ARBEITSANWEISUNG: Bearbeite im Artikel zum 50. Todestag Furtwänglers den Abschnitt von „Ein verstrickter Meister“ bis „lag, indizierten sie vieles.“, indem du „Nationalsozialisten“ durch „Nazis“ ersetzt, und gib ihn vollständig wieder.

TEXTAUSZUG:
'''

50. Todestag Furtwänglers:Der Inbegriff des wahren Deutschland

Ein verstrickter Meister im Dienst am Erbe Beethovens? Der Dirigent und Komponist Wilhelm Furtwängler starb vor 50 Jahren. Michael H. Kater berichtet von dessen unwillig-folgsamem Pakt mit der Diktatur des Dritten Reiches.

Im Jahr 1933 war Berlin längst das musikalische Zentrum Deutschlands, zudem der Ort, wo die Weimarer Moderne ihre tiefsten Spuren hinterlassen hatte, seit dort progressive Dirigenten wie Otto Klemperer und Erich Kleiber wirkten. Diese Tradition erschlaffte in dem Maße, wie die Nationalsozialisten nach ihrer Machtübernahme am 30. Januar ihren kunstpolitischen Einfluss durchsetzten. Das nationalsozialistische Musikverständnis war auf die deutsche Klassik, Romantik und Postromantik gerichtet; die seriellen Experimente eines Arnold Schönberg taten die Nazis in Acht und Bann. Von dem, was stilistisch dazwischen lag, indizierten sie vieles.

50. Todestag Furtwänglers: Jegliche Intoleranz der Nationalsozialisten lehnte er ab, namentlich ihre rassistische Politik.

Jegliche Intoleranz der Nationalsozialisten lehnte er ab, namentlich ihre rassistische Politik.

(Foto: Foto: dpa)

Dies kam Furtwängler einerseits entgegen, da sein persönlicher Kunstgeschmack durchaus konservativ war. Seine konservative Neigung zeigte sich in eigenen Kompositionen, aber auch darin, wie er Werke der Moderne dirigierte. So hatte er 1928 Schönbergs "Variationen für Orchester" in Berlin uraufgeführt, nicht zuletzt, um Verständnis für die Moderne vorzugeben. Aber die misslungene Premiere führte zu Spannungen zwischen beiden Künstlern. Dennoch war der Dirigent später bemüht, dem Komponisten in der Emigration zu helfen.

Furtwänglers Übereinstimmung mit der Ästhetik der Nationalsozialisten entsprach andererseits seinem politischen Konservatismus, der mit den radikalpolitischen Vorstellungen der Nationalsozialisten zunächst nicht kollidierte, vielmehr mit dem Selbstverständnis des deutschnationalen Flügels harmonierte, der sich in den ersten Monaten des Dritten Reiches noch behauptete. Dieser Tradition entstammte auch Richard Strauss, ab November 1933 Präsident der Reichsmusikkammer, in deren "Führerrat" Furtwängler berufen wurde.

1933 war der Dirigent auch preußischer Staatsrat. Somit unterstand er sowohl dem Reichspropagandaminister Joseph Goebbels als auch dem preußischen Ministerpräsidenten Hermann Göring, jeweils in doppelter Hinsicht: Goebbels in seiner Eigenschaft als Chef der Philharmoniker und Vize-Präsident der Reichsmusikkammer, Göring als Staatsoperndirektor und Staatsrat. Dazu kam eine mittelbare Unterordnung unter Adolf Hitler, da dieser über Winifred Wagner die Bayreuther Festspiele kontrollieren konnte.

'''

[Annotationsdaten mit Koordinaten]

'''

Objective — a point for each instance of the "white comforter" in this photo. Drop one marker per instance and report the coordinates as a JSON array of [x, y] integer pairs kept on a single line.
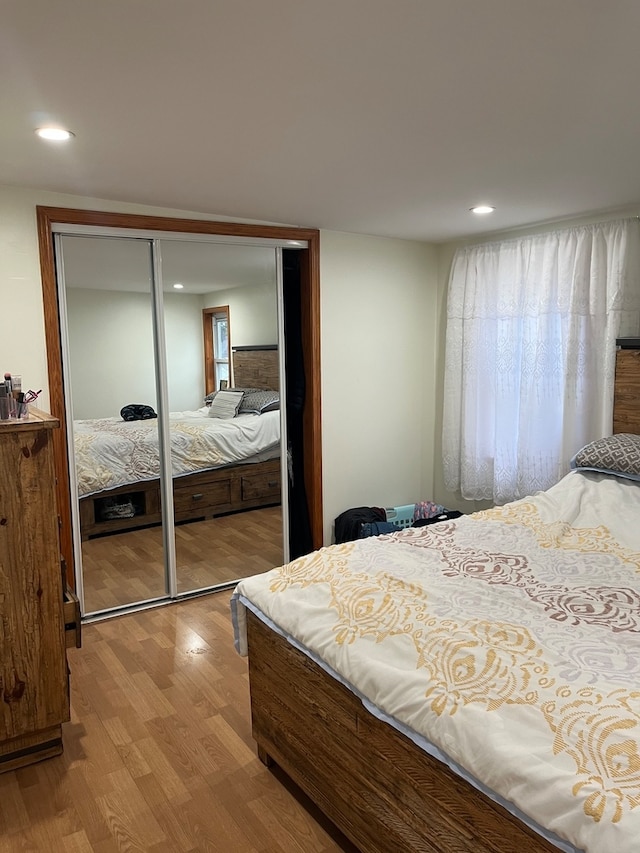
[[510, 639], [111, 452]]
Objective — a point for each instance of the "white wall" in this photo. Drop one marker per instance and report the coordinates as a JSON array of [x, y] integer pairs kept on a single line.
[[112, 351], [253, 312], [379, 340]]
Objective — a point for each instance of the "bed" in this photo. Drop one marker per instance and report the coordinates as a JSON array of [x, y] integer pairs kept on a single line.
[[219, 465], [472, 685]]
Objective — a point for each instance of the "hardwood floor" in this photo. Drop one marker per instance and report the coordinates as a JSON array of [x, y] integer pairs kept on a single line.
[[129, 567], [158, 756]]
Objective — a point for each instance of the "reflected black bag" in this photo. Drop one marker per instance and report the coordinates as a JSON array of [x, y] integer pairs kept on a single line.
[[137, 412]]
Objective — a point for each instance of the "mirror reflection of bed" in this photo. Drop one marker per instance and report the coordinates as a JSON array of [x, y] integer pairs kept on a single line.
[[226, 470]]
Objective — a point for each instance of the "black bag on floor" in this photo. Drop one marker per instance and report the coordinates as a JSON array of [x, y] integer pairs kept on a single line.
[[348, 523]]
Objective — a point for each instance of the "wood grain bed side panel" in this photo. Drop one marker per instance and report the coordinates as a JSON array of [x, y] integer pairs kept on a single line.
[[380, 789], [626, 398], [256, 368]]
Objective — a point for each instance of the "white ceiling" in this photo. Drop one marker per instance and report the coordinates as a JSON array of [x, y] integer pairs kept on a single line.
[[386, 117], [99, 263]]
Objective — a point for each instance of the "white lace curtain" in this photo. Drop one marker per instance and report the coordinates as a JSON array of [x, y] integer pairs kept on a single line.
[[530, 354]]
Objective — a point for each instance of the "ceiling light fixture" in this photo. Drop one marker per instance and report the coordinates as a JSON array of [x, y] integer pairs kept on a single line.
[[56, 134]]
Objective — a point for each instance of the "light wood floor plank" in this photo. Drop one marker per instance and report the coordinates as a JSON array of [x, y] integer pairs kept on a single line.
[[158, 755], [129, 567]]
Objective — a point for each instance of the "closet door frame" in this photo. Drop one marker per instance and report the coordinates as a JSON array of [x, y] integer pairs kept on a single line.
[[310, 283]]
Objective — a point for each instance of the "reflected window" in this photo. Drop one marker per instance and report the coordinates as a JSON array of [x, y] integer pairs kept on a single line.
[[217, 348], [221, 348]]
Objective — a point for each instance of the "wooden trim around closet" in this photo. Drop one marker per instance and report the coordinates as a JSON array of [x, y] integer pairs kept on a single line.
[[310, 277]]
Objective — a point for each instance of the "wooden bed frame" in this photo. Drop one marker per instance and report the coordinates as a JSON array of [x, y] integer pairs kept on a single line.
[[384, 793], [204, 494]]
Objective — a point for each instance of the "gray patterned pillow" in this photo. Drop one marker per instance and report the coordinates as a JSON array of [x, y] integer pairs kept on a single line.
[[616, 454], [257, 402], [225, 404]]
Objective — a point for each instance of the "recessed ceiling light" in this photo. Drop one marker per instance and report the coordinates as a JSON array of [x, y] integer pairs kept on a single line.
[[57, 134]]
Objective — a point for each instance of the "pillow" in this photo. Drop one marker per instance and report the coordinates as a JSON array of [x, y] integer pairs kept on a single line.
[[225, 404], [257, 402], [208, 400], [617, 454]]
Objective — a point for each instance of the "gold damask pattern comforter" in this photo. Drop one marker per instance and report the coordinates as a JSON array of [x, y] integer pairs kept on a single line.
[[111, 452], [510, 639]]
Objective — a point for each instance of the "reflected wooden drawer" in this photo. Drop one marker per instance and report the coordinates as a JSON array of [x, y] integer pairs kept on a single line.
[[72, 621], [261, 486], [205, 496]]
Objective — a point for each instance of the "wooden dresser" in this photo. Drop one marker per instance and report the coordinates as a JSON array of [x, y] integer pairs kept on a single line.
[[34, 683]]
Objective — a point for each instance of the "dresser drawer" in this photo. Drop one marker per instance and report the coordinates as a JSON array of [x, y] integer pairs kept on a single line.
[[202, 496], [261, 486]]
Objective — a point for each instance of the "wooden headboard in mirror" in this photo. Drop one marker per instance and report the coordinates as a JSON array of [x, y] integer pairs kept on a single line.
[[626, 395], [256, 367]]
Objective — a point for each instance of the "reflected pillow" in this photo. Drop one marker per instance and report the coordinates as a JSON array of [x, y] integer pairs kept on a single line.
[[225, 404], [617, 454], [257, 402]]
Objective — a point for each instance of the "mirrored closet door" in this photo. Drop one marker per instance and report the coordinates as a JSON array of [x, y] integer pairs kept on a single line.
[[178, 471]]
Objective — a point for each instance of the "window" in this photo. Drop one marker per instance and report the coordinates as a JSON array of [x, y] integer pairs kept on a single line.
[[217, 347], [530, 354]]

'''

LÖSUNG:
Ein verstrickter Meister im Dienst am Erbe Beethovens? Der Dirigent und Komponist Wilhelm Furtwängler starb vor 50 Jahren. Michael H. Kater berichtet von dessen unwillig-folgsamem Pakt mit der Diktatur des Dritten Reiches.

Im Jahr 1933 war Berlin längst das musikalische Zentrum Deutschlands, zudem der Ort, wo die Weimarer Moderne ihre tiefsten Spuren hinterlassen hatte, seit dort progressive Dirigenten wie Otto Klemperer und Erich Kleiber wirkten. Diese Tradition erschlaffte in dem Maße, wie die Nazis nach ihrer Machtübernahme am 30. Januar ihren kunstpolitischen Einfluss durchsetzten. Das nationalsozialistische Musikverständnis war auf die deutsche Klassik, Romantik und Postromantik gerichtet; die seriellen Experimente eines Arnold Schönberg taten die Nazis in Acht und Bann. Von dem, was stilistisch dazwischen lag, indizierten sie vieles.